◆ **TASK ITEM**
Transcribe the data verbatim and drop its images.

□ □ □

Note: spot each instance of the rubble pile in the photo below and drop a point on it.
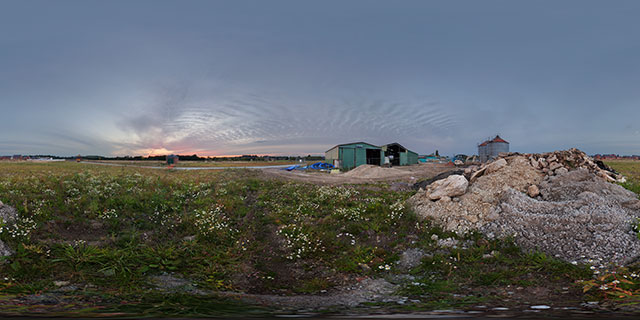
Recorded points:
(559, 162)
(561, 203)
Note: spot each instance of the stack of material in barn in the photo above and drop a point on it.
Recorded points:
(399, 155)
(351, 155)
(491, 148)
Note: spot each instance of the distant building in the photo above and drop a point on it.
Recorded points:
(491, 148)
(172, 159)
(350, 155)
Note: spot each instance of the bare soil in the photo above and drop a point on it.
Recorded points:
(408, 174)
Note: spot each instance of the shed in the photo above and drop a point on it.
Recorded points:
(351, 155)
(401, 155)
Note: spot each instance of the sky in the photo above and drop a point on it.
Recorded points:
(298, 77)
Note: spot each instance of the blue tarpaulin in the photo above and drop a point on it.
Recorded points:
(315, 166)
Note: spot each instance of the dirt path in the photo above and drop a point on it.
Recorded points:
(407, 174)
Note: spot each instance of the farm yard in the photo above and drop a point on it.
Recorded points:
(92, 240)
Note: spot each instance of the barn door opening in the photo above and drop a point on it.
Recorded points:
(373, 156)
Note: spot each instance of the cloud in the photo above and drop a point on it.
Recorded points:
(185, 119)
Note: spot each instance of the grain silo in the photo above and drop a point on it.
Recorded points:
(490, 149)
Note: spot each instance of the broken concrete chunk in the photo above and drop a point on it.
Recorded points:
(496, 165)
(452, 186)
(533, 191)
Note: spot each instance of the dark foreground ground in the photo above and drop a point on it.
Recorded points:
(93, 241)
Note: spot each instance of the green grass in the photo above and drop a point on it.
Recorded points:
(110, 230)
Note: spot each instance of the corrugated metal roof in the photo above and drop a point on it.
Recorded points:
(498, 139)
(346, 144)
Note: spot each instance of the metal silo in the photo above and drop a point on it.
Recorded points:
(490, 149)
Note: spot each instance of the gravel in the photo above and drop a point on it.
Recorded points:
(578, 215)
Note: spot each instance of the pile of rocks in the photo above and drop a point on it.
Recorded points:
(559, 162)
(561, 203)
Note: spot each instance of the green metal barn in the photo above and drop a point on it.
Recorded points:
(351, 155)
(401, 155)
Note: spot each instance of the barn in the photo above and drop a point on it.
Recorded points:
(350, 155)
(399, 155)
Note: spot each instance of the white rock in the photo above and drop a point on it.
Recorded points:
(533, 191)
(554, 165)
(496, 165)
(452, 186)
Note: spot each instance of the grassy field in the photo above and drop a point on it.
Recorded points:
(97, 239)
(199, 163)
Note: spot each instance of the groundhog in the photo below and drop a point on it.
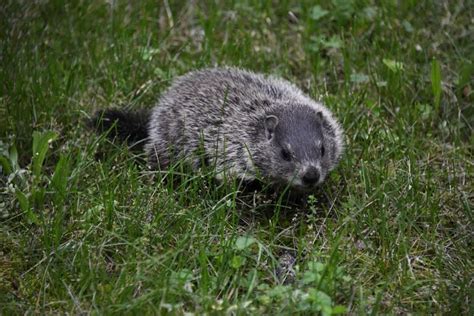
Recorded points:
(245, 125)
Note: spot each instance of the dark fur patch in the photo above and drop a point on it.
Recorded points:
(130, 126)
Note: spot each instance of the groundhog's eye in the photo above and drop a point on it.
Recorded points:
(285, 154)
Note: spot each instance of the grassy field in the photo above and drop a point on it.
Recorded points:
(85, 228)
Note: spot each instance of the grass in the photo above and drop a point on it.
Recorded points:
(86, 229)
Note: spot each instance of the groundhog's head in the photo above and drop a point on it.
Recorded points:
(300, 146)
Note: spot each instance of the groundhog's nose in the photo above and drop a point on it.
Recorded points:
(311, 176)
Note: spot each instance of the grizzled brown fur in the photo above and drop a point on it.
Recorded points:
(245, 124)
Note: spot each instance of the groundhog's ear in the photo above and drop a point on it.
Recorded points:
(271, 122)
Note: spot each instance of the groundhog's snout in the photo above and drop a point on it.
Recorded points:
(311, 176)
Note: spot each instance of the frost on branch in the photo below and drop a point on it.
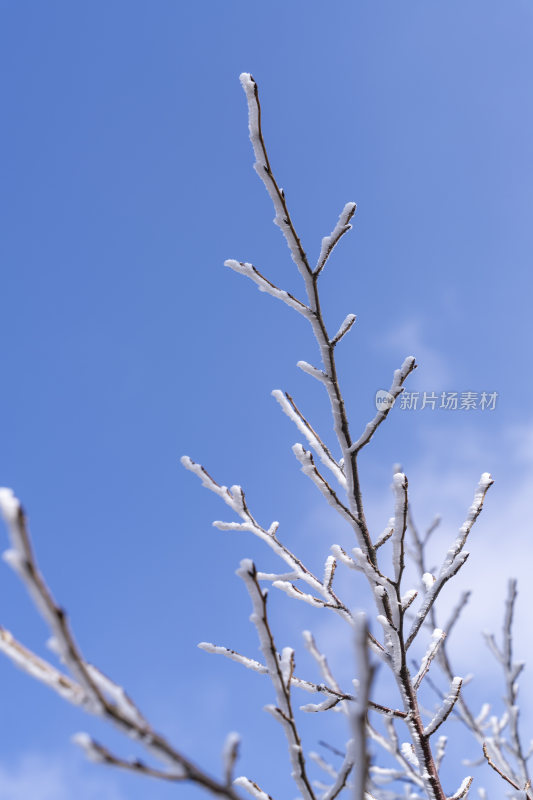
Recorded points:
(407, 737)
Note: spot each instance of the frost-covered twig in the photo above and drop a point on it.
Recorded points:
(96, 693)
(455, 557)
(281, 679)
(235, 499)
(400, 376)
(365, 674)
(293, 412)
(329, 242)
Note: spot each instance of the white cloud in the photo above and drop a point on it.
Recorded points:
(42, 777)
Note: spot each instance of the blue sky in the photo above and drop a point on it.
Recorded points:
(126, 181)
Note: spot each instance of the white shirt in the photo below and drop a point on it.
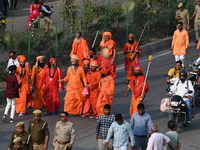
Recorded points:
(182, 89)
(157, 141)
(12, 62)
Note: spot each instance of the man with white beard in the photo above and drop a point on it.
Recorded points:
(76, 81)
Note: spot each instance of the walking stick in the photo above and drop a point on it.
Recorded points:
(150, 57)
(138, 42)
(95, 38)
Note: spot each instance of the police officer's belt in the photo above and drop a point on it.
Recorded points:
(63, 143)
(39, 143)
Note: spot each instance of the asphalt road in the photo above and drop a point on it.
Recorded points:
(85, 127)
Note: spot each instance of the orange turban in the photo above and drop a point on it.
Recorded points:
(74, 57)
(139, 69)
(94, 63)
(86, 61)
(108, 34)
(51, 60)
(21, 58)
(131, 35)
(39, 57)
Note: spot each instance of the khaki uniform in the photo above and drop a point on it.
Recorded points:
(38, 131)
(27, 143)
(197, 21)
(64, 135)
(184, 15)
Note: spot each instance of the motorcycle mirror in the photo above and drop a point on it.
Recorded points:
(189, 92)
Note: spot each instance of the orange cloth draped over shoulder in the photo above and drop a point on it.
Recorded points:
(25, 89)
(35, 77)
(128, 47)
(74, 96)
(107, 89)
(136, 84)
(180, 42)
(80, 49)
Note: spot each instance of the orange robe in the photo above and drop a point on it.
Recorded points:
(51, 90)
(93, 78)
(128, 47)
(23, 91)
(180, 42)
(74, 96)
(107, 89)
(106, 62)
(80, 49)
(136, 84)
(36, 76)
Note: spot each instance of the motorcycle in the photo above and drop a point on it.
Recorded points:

□ □ □

◆ **RESPONSE**
Note: spot each instance of the rubble pile in the photo below and drop a point on it.
Recorded points:
(559, 162)
(561, 203)
Note: spot each instance of the stack of material in barn in the photo above and drop a point on it.
Recorded points:
(399, 155)
(351, 155)
(491, 148)
Note: spot each instance of the distant building in the photo above and drop a point on it.
Recorded points:
(491, 148)
(172, 159)
(350, 155)
Note: spot each instance of the bare soil in the photo above and drop a point on it.
Recorded points:
(408, 174)
Note: spot each instance of the shed in the photo above and drop a point on it.
Recorded points:
(351, 155)
(401, 155)
Note: spot each instance of the sky in the photo above and drop a point on it.
Recorded points:
(298, 77)
Note: spot each instance of the blue tarpaulin in the photo above and drop a point on it.
Recorded points:
(315, 166)
Note: spot each instance of the dirt path in the photo above and drop a point on it.
Recorded points:
(407, 174)
Note: spot each instance of the farm yard in the photo above and drop a point on it.
Recorded points:
(92, 240)
Note: spot each instance of the barn door opening in the photo above and drop a point on it.
Recorded points:
(373, 156)
Note: spot each instance of the cloud in the photo above and drop a point on it.
Recorded points:
(185, 119)
Note: spot each instance of the grain silo in the photo above and drop a point on it.
Recorded points:
(490, 149)
Note: spot each instance of the broken concrete chunk in the photo above and drop a point on it.
Recorded points:
(496, 165)
(452, 186)
(533, 191)
Note: spot each instance of the dark foreground ground in the photo above and drop a point on it.
Recorded points:
(93, 241)
Note: spot each instance of the green grass in the photo above and drop a point on it.
Recorded points:
(110, 230)
Note: spot each instance of the corrugated metal roof in the photo above and drop a point on it.
Recorded points:
(498, 139)
(346, 144)
Note: spot each instance of the metal silo in the photo above and drop a point on it.
Recorded points:
(490, 149)
Note: spot each instance of the gravel in the photo above and drop a point on it.
Recorded points:
(578, 215)
Note: spot each instance of the pile of rocks in the photo above and drop a point on it.
Recorded points:
(559, 162)
(561, 203)
Note: spot each instance of the green metal barn in the photo above and drop a point on it.
Recorded points:
(351, 155)
(401, 155)
Note: spot each instance of the barn in the photo above and drop a point on it.
Recorded points:
(350, 155)
(399, 155)
Note: spot each instance of the white rock in the photo above and drop a point on it.
Recorded points:
(533, 191)
(554, 165)
(496, 165)
(452, 186)
Note: spot each instance of the grassy field in the photo above and drop a point on it.
Recorded points:
(97, 239)
(199, 163)
Note: spot each instance of the groundhog in the photo below and drop a point on it.
Recorded points:
(245, 125)
Note: spot each instance of the dark fur patch in the photo above and drop a point on it.
Recorded points:
(130, 126)
Note: spot each instance of the groundhog's eye in the photo above and drop a point on it.
Recorded points:
(285, 154)
Note: spot each instance of the grassy field in the photo above and drop a point on it.
Recorded points:
(85, 228)
Note: spot each instance of the grass in the photo above and drop a point on it.
Recorded points:
(86, 229)
Note: spot each instance of the groundhog's head in the photo above and drop a point on it.
Recorded points:
(300, 146)
Note: spot each instance of the groundhog's nose in the photo above and drop a point on it.
Recorded points:
(311, 176)
Note: spot each instance of the grizzled brown fur in the photo above and drop a point on it.
Recorded points:
(245, 124)
Note: spot each instance of the groundhog's ear in the photo above and drop a point on it.
Recorded points:
(271, 122)
Note: spot each instance of the groundhog's snout in the photo above and drop a point on it.
Recorded points:
(311, 176)
Note: spot each instance of the frost on branch in the photo below and drop a point on it.
Recorded points:
(407, 737)
Note: spot each instance of the frost-covered twig in the photo above and drop a point on it.
Recorded points:
(96, 693)
(455, 557)
(281, 679)
(235, 499)
(400, 376)
(365, 674)
(293, 412)
(329, 242)
Note: spot each instance of the white cloud in the photo above and drop a point on it.
Recorded points:
(42, 777)
Note: spot each instance of the blue sky in the photo above and drop a point on it.
Recorded points:
(126, 181)
Note: spot each instance of the white shirt in the photo below and drop a point on it.
Recorded points:
(182, 89)
(157, 141)
(12, 62)
Note: spot each instance of the man with white beard in the photo above and drop a point on it.
Recorded points:
(76, 81)
Note: spot each instance of the walking stick in the photo above and drop a point on it.
Recorded points:
(150, 57)
(138, 42)
(95, 38)
Note: spot each instance of the police officer's belt in the photo above and drop a point on it.
Recorded points:
(63, 143)
(39, 143)
Note: spot each instance of the asphalt road in the photo above and drop a point on it.
Recorded points:
(85, 127)
Note: spot each instance of the orange turban in the photo above and drop a point on it.
Recorded points:
(74, 57)
(139, 69)
(94, 63)
(86, 61)
(108, 34)
(51, 60)
(21, 58)
(131, 35)
(39, 57)
Note: spot each instance of the khaki uniform in the photo above and drop a point on it.
Recorded points:
(38, 131)
(27, 143)
(197, 21)
(64, 135)
(184, 15)
Note: spot each instance of the motorcycle mirror in the photo above and drop a point on it.
Recorded points:
(189, 92)
Note: spot each instance of the orange cloth draped over shoulder in the photo above and drop a point on it.
Recorded points:
(25, 89)
(35, 77)
(128, 47)
(74, 96)
(107, 89)
(136, 84)
(180, 42)
(80, 49)
Note: spot each instance of the orange robe in the photo above and drop a point on it.
Recorded points:
(51, 90)
(93, 78)
(128, 47)
(23, 91)
(180, 42)
(74, 96)
(107, 89)
(106, 62)
(80, 49)
(136, 84)
(36, 76)
Note: spot each instance of the motorcycle in the photo above and drop a point on it.
Recorded points:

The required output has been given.